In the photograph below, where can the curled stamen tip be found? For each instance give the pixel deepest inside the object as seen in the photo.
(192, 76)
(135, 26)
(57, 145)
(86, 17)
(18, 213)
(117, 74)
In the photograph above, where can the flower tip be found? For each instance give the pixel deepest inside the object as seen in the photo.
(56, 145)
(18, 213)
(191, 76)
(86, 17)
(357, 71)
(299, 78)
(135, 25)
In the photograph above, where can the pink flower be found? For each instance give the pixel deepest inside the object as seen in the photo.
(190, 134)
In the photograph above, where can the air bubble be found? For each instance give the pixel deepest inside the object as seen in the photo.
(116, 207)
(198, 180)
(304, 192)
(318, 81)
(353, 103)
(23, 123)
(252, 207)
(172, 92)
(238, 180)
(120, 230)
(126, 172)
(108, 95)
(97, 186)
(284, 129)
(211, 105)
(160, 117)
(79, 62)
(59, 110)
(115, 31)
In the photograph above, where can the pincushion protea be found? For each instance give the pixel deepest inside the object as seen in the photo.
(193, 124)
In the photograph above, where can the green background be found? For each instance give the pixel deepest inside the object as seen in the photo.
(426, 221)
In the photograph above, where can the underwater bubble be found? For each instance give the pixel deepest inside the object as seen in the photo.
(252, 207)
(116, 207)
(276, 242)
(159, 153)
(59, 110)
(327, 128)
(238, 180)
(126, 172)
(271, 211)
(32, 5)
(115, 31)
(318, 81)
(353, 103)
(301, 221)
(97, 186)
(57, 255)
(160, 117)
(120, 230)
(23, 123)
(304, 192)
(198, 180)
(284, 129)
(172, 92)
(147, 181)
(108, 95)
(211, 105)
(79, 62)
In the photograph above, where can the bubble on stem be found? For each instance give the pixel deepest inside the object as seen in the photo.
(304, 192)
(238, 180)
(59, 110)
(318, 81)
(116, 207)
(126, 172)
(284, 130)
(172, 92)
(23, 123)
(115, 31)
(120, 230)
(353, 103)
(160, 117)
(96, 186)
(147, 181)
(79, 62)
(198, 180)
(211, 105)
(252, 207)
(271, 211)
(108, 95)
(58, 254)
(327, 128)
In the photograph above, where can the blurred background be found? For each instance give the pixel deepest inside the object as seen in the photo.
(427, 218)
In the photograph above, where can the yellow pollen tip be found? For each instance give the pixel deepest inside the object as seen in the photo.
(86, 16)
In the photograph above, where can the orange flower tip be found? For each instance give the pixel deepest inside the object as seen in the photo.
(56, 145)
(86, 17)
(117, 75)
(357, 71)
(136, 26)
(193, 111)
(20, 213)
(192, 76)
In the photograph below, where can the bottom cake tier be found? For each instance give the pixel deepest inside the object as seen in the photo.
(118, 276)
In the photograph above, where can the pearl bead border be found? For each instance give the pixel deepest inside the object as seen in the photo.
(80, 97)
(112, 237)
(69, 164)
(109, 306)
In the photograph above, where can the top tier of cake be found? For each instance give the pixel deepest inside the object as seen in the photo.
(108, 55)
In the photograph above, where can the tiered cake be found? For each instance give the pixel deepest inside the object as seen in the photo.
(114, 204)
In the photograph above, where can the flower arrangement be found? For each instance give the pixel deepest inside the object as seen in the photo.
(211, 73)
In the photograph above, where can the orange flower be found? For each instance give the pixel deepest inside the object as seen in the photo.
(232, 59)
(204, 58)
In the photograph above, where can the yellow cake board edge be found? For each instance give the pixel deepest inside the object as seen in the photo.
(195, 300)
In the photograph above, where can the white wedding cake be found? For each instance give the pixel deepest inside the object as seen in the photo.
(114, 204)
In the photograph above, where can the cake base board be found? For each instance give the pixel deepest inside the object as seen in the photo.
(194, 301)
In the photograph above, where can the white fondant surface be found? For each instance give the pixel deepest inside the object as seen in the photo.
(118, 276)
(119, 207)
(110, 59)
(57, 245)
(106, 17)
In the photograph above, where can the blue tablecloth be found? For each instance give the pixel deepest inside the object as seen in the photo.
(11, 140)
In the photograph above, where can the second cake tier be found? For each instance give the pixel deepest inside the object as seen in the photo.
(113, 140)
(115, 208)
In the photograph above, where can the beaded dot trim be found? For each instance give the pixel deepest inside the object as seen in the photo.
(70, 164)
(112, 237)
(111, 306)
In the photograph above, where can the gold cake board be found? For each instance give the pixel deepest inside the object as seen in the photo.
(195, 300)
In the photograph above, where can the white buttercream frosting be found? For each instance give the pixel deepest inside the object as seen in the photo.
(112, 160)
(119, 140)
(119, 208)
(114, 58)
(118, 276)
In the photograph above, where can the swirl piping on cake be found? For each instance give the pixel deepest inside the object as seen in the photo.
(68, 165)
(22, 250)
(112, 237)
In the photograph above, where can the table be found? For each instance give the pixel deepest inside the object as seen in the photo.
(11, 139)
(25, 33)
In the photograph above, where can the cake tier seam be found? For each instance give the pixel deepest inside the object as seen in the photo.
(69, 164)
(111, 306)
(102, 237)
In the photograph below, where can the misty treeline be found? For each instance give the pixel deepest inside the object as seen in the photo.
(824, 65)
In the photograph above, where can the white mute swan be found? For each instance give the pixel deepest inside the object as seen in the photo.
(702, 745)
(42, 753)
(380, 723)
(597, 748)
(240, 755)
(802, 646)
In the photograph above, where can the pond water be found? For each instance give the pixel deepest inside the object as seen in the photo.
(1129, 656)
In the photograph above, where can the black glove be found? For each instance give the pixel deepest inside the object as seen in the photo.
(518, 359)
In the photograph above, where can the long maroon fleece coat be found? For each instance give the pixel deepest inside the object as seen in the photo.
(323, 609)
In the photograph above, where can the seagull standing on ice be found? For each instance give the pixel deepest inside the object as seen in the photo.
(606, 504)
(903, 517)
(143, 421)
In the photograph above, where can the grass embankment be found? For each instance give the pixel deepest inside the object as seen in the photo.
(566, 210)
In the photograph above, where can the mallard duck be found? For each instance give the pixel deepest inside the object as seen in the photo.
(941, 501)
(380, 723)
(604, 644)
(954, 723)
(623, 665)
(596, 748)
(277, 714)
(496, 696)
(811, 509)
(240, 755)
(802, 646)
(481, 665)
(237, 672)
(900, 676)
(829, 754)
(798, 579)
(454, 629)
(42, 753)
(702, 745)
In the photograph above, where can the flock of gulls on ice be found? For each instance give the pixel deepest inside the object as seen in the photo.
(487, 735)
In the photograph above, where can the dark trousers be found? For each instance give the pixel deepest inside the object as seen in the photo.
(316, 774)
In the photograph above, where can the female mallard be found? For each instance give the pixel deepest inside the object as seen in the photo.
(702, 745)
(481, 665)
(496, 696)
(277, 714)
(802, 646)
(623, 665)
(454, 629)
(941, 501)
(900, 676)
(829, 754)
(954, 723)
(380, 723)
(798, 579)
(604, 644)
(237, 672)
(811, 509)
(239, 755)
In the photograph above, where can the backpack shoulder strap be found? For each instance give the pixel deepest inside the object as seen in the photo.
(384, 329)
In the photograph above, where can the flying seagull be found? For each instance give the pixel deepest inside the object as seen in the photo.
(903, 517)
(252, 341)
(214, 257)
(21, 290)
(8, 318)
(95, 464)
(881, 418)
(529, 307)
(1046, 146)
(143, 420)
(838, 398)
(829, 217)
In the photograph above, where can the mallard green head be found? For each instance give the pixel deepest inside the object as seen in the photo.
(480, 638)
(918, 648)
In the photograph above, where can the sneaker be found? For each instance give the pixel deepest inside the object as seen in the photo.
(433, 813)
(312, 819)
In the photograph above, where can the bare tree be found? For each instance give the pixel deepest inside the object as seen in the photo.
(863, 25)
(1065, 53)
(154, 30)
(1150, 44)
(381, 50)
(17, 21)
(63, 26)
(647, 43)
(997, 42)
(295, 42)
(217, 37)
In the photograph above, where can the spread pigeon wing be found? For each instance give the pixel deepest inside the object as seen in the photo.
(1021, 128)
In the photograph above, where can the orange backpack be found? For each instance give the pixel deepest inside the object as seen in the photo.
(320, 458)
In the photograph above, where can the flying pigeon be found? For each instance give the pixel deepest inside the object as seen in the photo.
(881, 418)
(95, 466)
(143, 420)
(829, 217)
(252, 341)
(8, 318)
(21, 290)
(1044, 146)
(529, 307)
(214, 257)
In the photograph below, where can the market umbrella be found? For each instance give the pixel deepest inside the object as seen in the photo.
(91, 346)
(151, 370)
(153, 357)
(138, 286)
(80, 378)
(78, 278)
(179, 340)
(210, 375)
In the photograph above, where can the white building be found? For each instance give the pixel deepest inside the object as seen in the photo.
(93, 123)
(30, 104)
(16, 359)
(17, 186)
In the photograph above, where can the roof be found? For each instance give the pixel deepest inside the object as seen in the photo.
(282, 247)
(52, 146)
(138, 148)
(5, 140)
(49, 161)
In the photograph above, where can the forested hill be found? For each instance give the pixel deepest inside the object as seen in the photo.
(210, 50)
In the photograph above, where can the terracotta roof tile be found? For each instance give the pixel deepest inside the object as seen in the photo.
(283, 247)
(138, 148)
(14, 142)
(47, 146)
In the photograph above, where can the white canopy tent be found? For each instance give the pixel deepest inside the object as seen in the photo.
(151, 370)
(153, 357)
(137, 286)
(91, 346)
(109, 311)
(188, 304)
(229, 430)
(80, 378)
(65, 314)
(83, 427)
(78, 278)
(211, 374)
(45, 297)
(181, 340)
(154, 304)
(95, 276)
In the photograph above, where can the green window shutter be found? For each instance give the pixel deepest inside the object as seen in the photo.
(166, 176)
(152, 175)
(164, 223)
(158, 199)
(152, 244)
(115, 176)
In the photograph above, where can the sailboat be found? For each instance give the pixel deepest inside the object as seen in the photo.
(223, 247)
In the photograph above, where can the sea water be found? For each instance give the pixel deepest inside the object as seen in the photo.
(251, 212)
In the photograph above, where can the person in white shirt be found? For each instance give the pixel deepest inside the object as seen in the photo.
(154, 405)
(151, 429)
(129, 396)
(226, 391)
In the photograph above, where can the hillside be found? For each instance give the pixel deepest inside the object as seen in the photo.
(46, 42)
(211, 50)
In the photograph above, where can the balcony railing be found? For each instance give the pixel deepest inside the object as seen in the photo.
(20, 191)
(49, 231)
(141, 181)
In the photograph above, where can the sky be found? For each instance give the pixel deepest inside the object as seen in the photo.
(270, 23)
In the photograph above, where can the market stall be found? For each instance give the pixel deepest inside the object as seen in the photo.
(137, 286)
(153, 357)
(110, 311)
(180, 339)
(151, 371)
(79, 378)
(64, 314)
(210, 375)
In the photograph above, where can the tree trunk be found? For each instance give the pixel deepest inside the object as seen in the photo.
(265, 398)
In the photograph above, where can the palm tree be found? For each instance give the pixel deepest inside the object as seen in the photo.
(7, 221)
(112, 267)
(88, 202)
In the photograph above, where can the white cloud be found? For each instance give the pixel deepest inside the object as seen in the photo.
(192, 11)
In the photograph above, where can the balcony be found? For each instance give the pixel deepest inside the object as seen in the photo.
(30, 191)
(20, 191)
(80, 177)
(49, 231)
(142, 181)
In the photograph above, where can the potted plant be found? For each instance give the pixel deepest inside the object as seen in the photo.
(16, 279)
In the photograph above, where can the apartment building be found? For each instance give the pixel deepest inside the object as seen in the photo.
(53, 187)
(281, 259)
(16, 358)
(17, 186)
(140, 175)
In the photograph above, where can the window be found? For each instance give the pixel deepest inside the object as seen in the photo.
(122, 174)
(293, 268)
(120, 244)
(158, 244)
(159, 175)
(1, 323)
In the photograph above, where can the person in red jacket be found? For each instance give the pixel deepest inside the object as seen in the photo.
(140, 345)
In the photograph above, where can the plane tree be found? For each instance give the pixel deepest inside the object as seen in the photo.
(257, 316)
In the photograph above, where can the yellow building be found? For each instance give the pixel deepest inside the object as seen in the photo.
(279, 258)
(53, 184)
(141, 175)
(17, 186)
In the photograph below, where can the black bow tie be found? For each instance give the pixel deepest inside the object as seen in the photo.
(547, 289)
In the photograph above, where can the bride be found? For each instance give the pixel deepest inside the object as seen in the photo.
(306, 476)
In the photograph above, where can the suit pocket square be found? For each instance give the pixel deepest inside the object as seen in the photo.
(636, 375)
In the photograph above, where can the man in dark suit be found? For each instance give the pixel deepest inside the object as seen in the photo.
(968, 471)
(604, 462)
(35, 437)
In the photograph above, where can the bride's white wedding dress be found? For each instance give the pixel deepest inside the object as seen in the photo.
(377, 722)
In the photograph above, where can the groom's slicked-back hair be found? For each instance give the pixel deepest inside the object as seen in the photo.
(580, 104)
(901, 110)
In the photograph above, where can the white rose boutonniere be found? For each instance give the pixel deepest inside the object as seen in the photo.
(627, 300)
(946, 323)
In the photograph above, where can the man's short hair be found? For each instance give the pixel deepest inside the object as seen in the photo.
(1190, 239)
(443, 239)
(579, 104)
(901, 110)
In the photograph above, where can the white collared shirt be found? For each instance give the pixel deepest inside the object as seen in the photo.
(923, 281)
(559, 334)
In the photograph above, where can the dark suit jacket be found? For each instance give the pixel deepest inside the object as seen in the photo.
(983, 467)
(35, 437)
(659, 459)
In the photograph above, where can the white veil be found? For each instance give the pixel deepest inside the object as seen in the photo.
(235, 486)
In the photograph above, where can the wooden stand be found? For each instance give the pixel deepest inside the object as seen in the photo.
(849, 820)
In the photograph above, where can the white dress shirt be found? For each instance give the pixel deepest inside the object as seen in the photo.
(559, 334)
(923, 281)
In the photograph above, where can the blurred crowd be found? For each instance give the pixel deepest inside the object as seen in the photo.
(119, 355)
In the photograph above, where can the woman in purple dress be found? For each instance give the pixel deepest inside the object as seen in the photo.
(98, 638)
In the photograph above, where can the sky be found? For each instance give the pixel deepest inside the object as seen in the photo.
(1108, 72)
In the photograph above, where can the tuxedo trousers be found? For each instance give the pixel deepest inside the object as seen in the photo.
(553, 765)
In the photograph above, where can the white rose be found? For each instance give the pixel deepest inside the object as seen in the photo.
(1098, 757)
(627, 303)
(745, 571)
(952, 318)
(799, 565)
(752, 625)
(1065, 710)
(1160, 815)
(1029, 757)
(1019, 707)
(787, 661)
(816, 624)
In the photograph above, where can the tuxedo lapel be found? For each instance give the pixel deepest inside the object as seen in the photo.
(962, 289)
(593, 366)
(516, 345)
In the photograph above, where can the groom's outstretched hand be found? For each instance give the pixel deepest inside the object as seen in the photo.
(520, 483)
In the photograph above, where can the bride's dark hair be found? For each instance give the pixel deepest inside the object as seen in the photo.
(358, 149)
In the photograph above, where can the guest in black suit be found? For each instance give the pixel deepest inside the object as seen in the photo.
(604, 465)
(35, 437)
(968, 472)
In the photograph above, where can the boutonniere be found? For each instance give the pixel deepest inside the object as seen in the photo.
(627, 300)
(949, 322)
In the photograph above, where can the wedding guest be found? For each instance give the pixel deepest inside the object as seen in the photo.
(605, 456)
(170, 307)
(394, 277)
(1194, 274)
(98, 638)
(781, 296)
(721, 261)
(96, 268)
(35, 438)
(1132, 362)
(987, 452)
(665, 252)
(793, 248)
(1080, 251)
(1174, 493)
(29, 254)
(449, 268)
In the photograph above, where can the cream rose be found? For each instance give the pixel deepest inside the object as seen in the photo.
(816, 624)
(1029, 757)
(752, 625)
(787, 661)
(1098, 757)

----

▸ **What is required**: Reproduce, exactly and with nothing added, the lines from the one that includes "In the photograph above, where can the guest" through the last line of the material.

▸ **Expected output**:
In the photograph above, where can the guest in black suit be found? For each instance give the pixel deepest inside the object as seen in the photo.
(604, 465)
(35, 437)
(968, 472)
In the photograph above, where can the boutonniere be found? For each instance give the pixel deepest inside the object as seen in the photo.
(627, 300)
(949, 322)
In the photograph above, where can the wedding guest be found? For each instance give the pixel deepest inside the object as seen in the photo.
(605, 456)
(170, 307)
(394, 277)
(1194, 274)
(98, 638)
(781, 296)
(721, 261)
(96, 268)
(35, 438)
(1132, 362)
(987, 452)
(665, 252)
(793, 248)
(1080, 251)
(1174, 493)
(29, 254)
(449, 268)
In the photograph above, where can the cream rose be found? For each instance give the pixel deepest inside the object as seen in the photo.
(816, 624)
(1029, 757)
(752, 625)
(787, 661)
(1098, 757)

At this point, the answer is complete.